* BEGIN Items *

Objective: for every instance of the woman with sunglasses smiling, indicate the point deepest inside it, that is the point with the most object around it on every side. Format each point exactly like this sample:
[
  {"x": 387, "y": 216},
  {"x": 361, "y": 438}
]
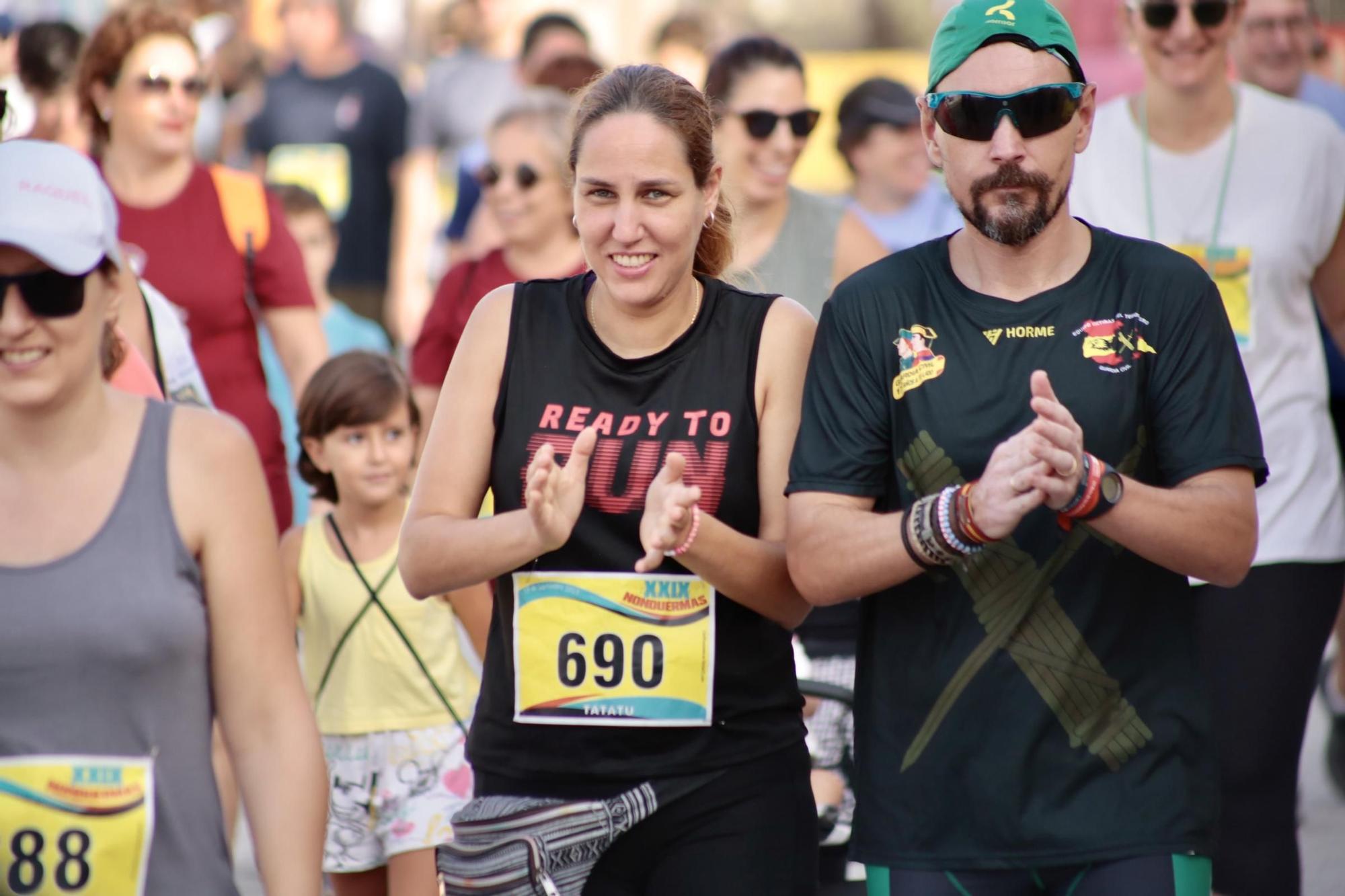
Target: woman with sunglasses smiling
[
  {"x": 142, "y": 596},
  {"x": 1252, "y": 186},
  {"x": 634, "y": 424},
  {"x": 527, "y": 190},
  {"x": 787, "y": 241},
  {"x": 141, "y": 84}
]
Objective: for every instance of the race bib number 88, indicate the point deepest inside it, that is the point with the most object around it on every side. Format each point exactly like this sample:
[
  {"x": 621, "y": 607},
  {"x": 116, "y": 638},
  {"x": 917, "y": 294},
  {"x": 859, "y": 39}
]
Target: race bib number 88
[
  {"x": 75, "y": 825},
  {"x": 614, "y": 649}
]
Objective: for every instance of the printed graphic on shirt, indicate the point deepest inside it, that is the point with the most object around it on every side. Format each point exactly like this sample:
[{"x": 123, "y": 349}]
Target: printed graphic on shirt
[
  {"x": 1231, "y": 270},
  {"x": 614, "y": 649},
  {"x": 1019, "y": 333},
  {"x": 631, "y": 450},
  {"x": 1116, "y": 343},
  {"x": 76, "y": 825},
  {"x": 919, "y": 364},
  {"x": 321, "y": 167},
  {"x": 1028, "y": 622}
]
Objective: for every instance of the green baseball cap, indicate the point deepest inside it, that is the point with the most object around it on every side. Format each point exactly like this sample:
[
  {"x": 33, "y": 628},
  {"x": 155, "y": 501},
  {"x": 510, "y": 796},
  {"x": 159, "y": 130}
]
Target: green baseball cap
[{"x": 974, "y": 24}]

* END Items *

**Exercise details:**
Reformat each nonblank line of the data, from the line containing "Objective: for every instance of the green" through the end of the data, into a Markdown table with the columns "Row" and "Line". "Row" holds a running number.

**Task solution:**
| Row | Line |
|---|---|
| 1 | Objective: for every instance of the green baseball cap, indicate the point deepest inside it, that is the point with the most object around it on every side. Format each point exactly like this sample: |
| 2 | [ |
| 3 |   {"x": 33, "y": 628}, |
| 4 |   {"x": 155, "y": 501}, |
| 5 |   {"x": 510, "y": 796}, |
| 6 |   {"x": 159, "y": 130} |
| 7 | ] |
| 8 | Target: green baseball cap |
| 9 | [{"x": 974, "y": 24}] |